» **Provided records**:
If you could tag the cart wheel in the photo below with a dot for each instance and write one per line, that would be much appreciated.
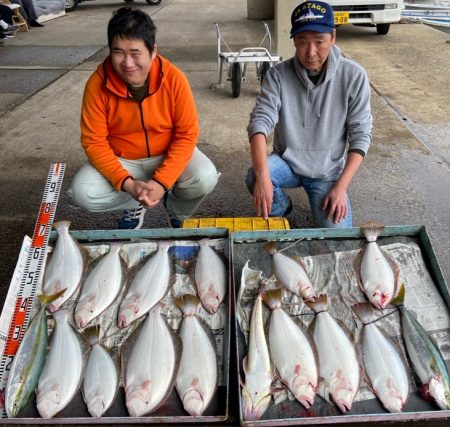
(236, 79)
(264, 68)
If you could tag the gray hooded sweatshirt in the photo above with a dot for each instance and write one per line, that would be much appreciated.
(314, 123)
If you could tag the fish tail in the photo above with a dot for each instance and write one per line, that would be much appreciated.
(48, 299)
(271, 247)
(92, 334)
(319, 305)
(364, 311)
(61, 316)
(187, 303)
(272, 298)
(371, 230)
(399, 299)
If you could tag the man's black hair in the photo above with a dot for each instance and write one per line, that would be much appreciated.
(128, 23)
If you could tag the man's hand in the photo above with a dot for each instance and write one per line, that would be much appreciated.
(263, 196)
(148, 193)
(335, 204)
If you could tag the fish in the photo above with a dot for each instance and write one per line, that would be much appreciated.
(29, 360)
(379, 274)
(291, 352)
(197, 375)
(386, 370)
(101, 287)
(338, 364)
(152, 366)
(291, 273)
(256, 390)
(210, 277)
(63, 369)
(65, 268)
(425, 356)
(101, 378)
(148, 287)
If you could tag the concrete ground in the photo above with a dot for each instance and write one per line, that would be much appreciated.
(405, 178)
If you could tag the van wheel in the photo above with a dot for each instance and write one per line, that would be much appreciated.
(383, 29)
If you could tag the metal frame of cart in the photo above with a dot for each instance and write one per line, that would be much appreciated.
(237, 61)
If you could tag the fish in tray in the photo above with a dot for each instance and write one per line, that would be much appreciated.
(62, 373)
(152, 365)
(197, 376)
(377, 272)
(291, 352)
(426, 357)
(384, 367)
(210, 277)
(101, 287)
(101, 379)
(291, 273)
(338, 364)
(148, 287)
(65, 268)
(28, 361)
(256, 390)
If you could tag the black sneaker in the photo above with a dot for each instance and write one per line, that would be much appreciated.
(132, 219)
(171, 221)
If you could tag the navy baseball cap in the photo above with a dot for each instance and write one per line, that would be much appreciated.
(312, 16)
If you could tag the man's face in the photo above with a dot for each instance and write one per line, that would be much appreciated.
(312, 48)
(131, 60)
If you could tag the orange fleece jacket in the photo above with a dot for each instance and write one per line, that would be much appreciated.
(114, 125)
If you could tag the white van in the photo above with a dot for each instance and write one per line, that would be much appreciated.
(379, 13)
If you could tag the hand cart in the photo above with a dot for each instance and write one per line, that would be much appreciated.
(237, 61)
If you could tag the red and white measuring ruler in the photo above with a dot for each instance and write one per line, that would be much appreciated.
(23, 288)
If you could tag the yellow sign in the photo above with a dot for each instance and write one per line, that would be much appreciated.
(341, 18)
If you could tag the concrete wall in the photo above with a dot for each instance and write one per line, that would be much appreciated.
(282, 42)
(260, 9)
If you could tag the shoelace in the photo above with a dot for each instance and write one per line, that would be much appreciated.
(131, 214)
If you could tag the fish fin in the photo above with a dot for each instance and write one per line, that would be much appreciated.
(371, 230)
(271, 247)
(399, 298)
(319, 305)
(364, 311)
(323, 390)
(272, 298)
(187, 303)
(48, 299)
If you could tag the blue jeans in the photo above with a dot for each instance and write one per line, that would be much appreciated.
(316, 188)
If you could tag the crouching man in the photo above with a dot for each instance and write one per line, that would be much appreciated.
(139, 130)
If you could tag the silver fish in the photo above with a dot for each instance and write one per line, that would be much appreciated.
(379, 275)
(101, 379)
(291, 273)
(101, 287)
(426, 358)
(256, 392)
(65, 268)
(62, 373)
(148, 287)
(210, 277)
(291, 352)
(28, 361)
(338, 365)
(197, 376)
(152, 365)
(384, 366)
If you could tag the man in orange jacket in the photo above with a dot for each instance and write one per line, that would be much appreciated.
(139, 130)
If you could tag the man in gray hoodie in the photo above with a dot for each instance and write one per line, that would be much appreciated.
(317, 103)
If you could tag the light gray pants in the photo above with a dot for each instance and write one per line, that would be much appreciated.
(90, 190)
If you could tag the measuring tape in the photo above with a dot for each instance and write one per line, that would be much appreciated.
(23, 296)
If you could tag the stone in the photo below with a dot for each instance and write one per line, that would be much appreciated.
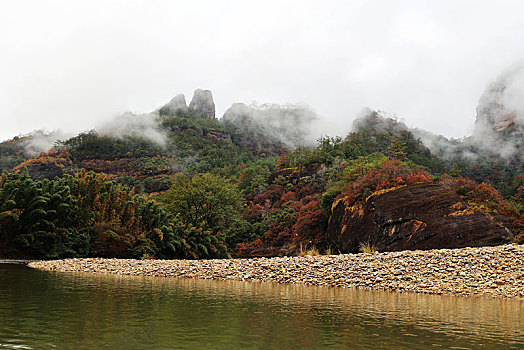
(202, 102)
(176, 104)
(420, 216)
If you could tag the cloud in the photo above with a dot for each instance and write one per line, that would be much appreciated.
(146, 126)
(74, 64)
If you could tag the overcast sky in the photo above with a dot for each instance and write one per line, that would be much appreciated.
(73, 64)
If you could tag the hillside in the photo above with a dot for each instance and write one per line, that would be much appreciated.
(251, 184)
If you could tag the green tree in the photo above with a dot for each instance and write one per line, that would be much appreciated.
(206, 200)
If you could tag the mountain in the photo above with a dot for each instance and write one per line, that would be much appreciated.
(253, 184)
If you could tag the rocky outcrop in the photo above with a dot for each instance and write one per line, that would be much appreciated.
(47, 166)
(498, 107)
(421, 216)
(176, 104)
(238, 112)
(202, 101)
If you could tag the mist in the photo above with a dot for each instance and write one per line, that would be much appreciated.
(72, 65)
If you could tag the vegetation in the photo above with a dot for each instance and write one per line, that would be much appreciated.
(218, 189)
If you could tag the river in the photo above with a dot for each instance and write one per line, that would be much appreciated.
(49, 310)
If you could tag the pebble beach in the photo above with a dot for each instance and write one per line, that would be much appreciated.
(488, 271)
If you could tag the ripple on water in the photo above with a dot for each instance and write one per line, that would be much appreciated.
(47, 310)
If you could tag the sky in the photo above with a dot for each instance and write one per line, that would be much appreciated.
(73, 65)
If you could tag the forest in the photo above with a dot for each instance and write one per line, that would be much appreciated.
(219, 189)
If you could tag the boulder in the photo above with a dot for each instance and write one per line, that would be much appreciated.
(202, 101)
(177, 103)
(420, 216)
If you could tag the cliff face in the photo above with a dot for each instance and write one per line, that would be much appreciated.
(421, 216)
(499, 105)
(202, 101)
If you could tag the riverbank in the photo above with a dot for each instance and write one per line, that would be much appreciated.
(487, 271)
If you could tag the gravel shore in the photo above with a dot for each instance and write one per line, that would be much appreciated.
(488, 271)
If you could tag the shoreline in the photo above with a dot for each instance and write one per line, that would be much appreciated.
(496, 272)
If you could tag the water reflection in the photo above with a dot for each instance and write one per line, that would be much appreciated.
(45, 310)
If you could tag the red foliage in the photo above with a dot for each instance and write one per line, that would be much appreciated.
(393, 173)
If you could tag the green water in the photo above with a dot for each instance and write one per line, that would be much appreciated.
(46, 310)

» **Requirements**: Return every line from the one holding "If you could tag the river in" through the end of the data, exactly as it appears, with both ends kept and nothing else.

» **Exercise output**:
If you could tag the river in the photo above with a dot for each instance and write one per line, that would be much appreciated.
(49, 310)
If you could tag the pebble beach in the photo above with a dot for each instance and write one per line, that would be much appreciated.
(488, 271)
If you could tag the ripple on water in the photo above with a dot for each instance and write one per line, that would be much appreciated.
(47, 310)
If you could tag the sky in the photo above with a dot for each instance and write one per line, that would be much appreciated.
(73, 65)
If you could tag the forest in the photo above with a dot for each instance and write one per line, that would be much appreciated.
(219, 189)
If you could tag the boulder in the photo above with a dot for each instance and write one per line, that would be much appreciated.
(202, 101)
(177, 103)
(420, 216)
If you could tag the cliff face in the photo above with a dot for each instance and write one per line, that would be much appreciated.
(421, 216)
(499, 105)
(202, 101)
If you could tag the riverbank in the photo above with a dot for each instance and write one per line, that would be much appreciated.
(487, 271)
If you could tag the gravel shore in the photo above with a dot for each instance and write one per line, that would be much appreciated.
(488, 271)
If you could tag the shoreline in the photo above with a dot for each instance and write one per line, that would be much appreciated.
(496, 272)
If you could tag the water reflection in the photo above with a dot for each instance and write one per line, that would be much appreciated.
(45, 310)
If you could tag the red foliage in the photo above with a dot for each instance and write one per line, that would be much appreciated.
(393, 173)
If you could tag the green water in the photo above with a dot for each instance and write one per line, that would be much appreciated.
(46, 310)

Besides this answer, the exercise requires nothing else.